● DIRECTIONS FOR THIS TASK: In the text below, copy out the part that opens with "My Bachelor degree" and closes with "doubted my worth.", and swap "nanny" for "babysitter" along the way.

● TEXT:
Ultimately, I had to figure out my part of the problem. You can't be responsible for another person's part. You can only keep your side of the street clean. What it came down to was that I had to let go of my need for other people's approval. The very nature of some of my relationships had to change, and yours may as well. For example, sometimes parents behave as if they still have authority over their grown children. In such a case, you may choose to no longer accept such a parent-child paradigm and instead learn to be your own authority, in line with the will of God. This takes amazing courage. How might you change the nature of inappropriate relationship circumstances?

If someone wants to pursue an argument, possible ways to end it are to simply say, "I understand that's how you feel," or "You may be right," and change the subject. If you are on the phone, just say you aren't able to talk anymore, say good-bye and hang up. This isn't to imply that you should avoid a conversation or conflict that is really necessary to deal with. But in many cases trying to defend yourself only gives credibility to someone who is way out of line in the first place. Express yourself simply and concisely, and let go of the other person's response. Practice detachment, or removing yourself emotionally from another person's toxic stuff.

Even if the other person refuses to change his or her attitudes or behaviors, if you change your own, the relationship will have to change, and you can find healing. Keep the focus on yourself and your own family, and if self-doubt creeps in, talk to another homeschooling parent. I am amazed at how prevalent the interference of parents is in the lives of their adult children. So break your isolation and realize you are not alone, by far.

I entered adulthood having been intensely affected by what was diagnosed as alcoholism in a younger sibling. This had a profound effect on my love relationships, causing co-dependency and my tendency to take care of others and try to "save" them. I had a happy childhood until my teen years when these issues occurred. As a young adult, I was dysfunctional financially and had difficulty keeping an orderly home. I worked at jobs below my level of education, skills, intelligence, and creativity. I was never paid what I was worth, and I did not manage the money I did make very well, being prone to bouncing checks and being charged late fees on credit cards. I was one of those people who guiltily dodged the telephone calls of debt collectors and secretly felt bad about myself.

My Bachelor degree in English sometimes helped but didn't serve me well enough financially, and at age 30 I found myself working as a nanny. Realizing I needed a career path with a future, I enrolled at The Spa School through the Ohio State Schools of Cosmetology and earned my license as an esthetician. I had a job at a prominent day spa before I graduated, and for the first time in my life I made enough money to comfortably support myself, even more than I needed. I enjoyed my work and paid off all my debts, and today I have an excellent credit rating! But when I was given this job and knew how much I could expect to be paid, I wondered whether I deserved it. I doubted my worth.

● INFORMATION SHOWN:
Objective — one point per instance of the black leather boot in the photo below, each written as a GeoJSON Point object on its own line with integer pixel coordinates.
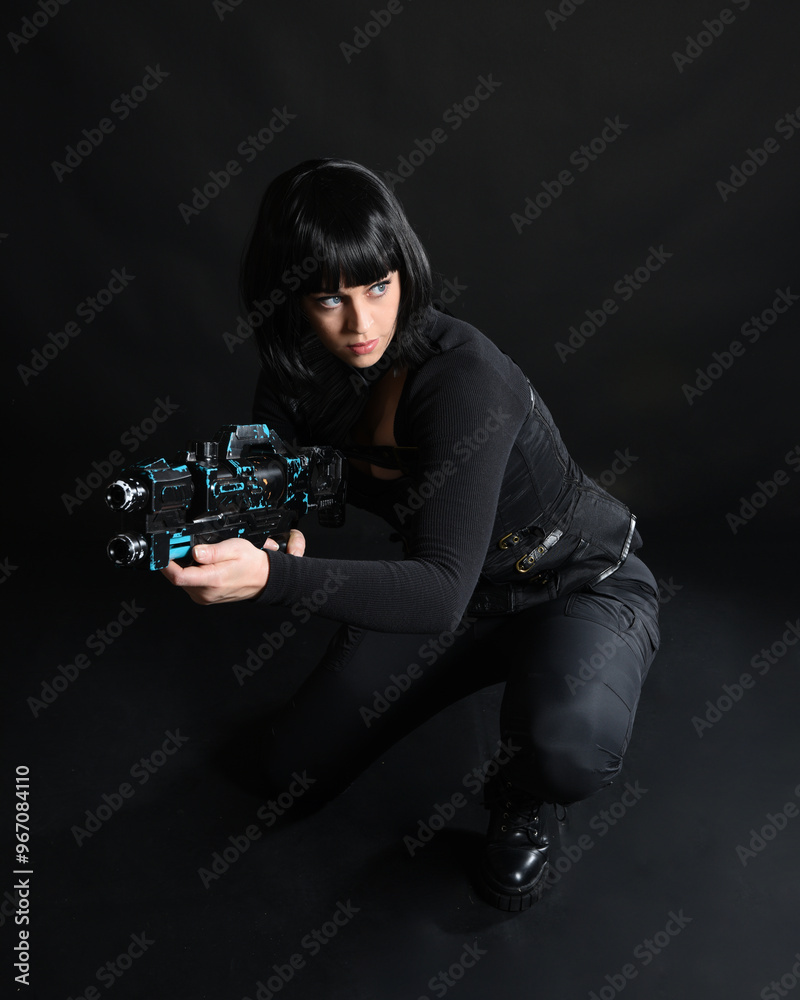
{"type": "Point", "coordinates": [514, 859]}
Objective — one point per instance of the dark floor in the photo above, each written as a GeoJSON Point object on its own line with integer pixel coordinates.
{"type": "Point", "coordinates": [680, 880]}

...

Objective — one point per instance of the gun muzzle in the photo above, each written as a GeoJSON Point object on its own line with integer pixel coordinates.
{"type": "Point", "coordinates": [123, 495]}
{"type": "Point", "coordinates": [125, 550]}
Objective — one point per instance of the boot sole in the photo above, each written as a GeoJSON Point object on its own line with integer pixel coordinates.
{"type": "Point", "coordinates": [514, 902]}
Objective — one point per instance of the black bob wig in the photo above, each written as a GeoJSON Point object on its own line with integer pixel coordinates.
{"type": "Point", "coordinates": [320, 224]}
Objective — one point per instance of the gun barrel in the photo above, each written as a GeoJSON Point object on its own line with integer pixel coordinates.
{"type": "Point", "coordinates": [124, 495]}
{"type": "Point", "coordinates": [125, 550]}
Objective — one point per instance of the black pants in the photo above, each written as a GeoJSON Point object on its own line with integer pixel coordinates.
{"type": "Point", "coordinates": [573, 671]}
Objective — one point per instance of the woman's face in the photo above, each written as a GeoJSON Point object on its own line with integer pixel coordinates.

● OUTPUT FOR THIS EXERCISE:
My Bachelor degree in English sometimes helped but didn't serve me well enough financially, and at age 30 I found myself working as a babysitter. Realizing I needed a career path with a future, I enrolled at The Spa School through the Ohio State Schools of Cosmetology and earned my license as an esthetician. I had a job at a prominent day spa before I graduated, and for the first time in my life I made enough money to comfortably support myself, even more than I needed. I enjoyed my work and paid off all my debts, and today I have an excellent credit rating! But when I was given this job and knew how much I could expect to be paid, I wondered whether I deserved it. I doubted my worth.